TASK DETAILS: The entries are to be written out word for word, with their images left out.

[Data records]

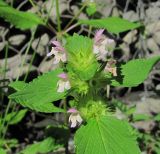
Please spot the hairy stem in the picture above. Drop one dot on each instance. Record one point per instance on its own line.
(58, 16)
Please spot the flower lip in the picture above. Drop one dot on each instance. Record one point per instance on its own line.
(62, 76)
(58, 46)
(98, 35)
(72, 110)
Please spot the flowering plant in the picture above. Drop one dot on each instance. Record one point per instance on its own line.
(85, 69)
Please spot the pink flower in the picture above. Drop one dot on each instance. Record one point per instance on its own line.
(110, 67)
(100, 45)
(74, 118)
(63, 84)
(59, 52)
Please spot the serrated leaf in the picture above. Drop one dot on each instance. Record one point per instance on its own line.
(20, 19)
(112, 24)
(39, 93)
(106, 135)
(2, 151)
(42, 147)
(134, 72)
(15, 117)
(18, 85)
(81, 59)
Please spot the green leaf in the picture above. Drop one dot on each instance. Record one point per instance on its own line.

YOUR RESPONSE:
Please spot the hairy stem in the picture above. Drop one dot on each instance. Record one point per instance on its own line.
(58, 16)
Please spot the flower lip in the picture above. Drop one dot on each instance. Record one point per instance on its own line.
(62, 76)
(58, 46)
(98, 35)
(72, 110)
Please spot the flowering plant in the picture above. Drop one dot on each instance. Record one point per instance on its own line.
(85, 69)
Please spot the pink flower in the picture above. Drop one dot on each instance. Record one point per instance on its own line.
(110, 67)
(100, 45)
(74, 118)
(63, 84)
(59, 52)
Please spot the serrated leaf in the picture above. Drop one dot on each instance. Record one point per instance on its own line.
(20, 19)
(112, 24)
(39, 93)
(106, 135)
(2, 151)
(42, 147)
(134, 72)
(15, 117)
(18, 85)
(81, 59)
Please spot the green leaf in the picture above. Drop one dot on each instance. Record one point per instance on its own line.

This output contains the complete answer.